Rewrite the stretch from the start of the records through the line containing "0H34L21 11L17 21L20", changing every "rough mask" to "coarse mask" and leaving everything else unchanged.
┏━━
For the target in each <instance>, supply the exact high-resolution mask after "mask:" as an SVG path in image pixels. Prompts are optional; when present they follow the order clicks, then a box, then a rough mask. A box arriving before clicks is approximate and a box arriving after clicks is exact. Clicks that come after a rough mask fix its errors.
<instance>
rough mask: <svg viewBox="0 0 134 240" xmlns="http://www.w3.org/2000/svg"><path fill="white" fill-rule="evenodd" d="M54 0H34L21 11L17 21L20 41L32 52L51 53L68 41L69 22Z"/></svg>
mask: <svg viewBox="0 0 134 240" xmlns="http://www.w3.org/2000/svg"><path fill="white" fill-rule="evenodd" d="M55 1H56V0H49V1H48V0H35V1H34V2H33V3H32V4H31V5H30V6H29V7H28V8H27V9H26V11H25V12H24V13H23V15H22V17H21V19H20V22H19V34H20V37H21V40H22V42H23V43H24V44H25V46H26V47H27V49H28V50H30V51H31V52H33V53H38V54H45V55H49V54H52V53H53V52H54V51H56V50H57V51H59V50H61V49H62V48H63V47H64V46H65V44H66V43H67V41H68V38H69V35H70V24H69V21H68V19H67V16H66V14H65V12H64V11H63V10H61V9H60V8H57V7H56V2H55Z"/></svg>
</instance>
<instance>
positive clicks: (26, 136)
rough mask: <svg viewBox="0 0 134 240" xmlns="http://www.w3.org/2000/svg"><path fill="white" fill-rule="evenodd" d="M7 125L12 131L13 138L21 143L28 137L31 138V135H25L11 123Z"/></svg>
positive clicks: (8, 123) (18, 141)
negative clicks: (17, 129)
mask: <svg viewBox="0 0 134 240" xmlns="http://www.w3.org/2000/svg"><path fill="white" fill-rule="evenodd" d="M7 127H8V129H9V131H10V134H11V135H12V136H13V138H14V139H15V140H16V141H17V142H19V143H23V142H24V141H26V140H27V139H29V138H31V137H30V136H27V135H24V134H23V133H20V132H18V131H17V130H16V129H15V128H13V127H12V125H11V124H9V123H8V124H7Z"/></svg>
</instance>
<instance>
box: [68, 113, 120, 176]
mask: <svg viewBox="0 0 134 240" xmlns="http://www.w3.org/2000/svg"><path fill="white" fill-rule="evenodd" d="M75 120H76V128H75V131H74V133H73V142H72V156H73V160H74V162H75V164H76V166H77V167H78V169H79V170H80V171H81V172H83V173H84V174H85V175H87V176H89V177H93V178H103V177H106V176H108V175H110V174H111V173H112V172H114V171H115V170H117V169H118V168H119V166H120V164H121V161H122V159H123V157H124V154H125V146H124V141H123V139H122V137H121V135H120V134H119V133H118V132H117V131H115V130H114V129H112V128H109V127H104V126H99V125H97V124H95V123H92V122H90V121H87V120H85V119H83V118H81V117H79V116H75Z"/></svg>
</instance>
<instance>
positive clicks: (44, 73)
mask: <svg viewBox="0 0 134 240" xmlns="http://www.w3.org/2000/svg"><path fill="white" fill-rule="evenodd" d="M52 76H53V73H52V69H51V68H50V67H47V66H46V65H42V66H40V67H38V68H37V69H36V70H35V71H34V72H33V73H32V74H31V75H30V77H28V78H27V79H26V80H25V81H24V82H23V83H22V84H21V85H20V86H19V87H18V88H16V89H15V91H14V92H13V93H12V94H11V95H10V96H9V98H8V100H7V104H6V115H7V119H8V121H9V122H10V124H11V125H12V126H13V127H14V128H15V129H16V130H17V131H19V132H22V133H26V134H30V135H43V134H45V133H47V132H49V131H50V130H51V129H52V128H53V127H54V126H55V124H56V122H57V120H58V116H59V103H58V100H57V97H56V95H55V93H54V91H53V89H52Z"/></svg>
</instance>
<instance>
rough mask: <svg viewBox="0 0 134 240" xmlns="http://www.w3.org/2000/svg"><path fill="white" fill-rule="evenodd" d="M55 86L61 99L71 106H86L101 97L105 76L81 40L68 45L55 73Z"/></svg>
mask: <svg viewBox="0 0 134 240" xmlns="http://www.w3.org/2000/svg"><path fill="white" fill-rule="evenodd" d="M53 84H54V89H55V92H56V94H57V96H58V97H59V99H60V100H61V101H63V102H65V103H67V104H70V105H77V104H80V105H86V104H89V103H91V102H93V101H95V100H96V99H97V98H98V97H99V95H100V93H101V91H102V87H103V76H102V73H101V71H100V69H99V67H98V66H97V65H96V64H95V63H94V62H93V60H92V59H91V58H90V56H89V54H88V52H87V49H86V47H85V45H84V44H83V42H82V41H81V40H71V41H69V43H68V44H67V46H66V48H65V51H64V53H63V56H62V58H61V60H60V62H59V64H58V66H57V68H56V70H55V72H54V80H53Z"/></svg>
┗━━
:: Solved problem ::
For the target in each <instance>, supply the exact high-resolution mask after "mask:" as an SVG path in image pixels. Prompts are optional; when present they follow the order clicks, then a box, then a coarse mask. A box arriving before clicks is approximate and a box arriving after clicks is exact. Clicks that come after a coarse mask fix its errors.
<instance>
coarse mask: <svg viewBox="0 0 134 240" xmlns="http://www.w3.org/2000/svg"><path fill="white" fill-rule="evenodd" d="M54 0H34L21 11L17 21L20 41L32 52L51 53L68 41L69 22Z"/></svg>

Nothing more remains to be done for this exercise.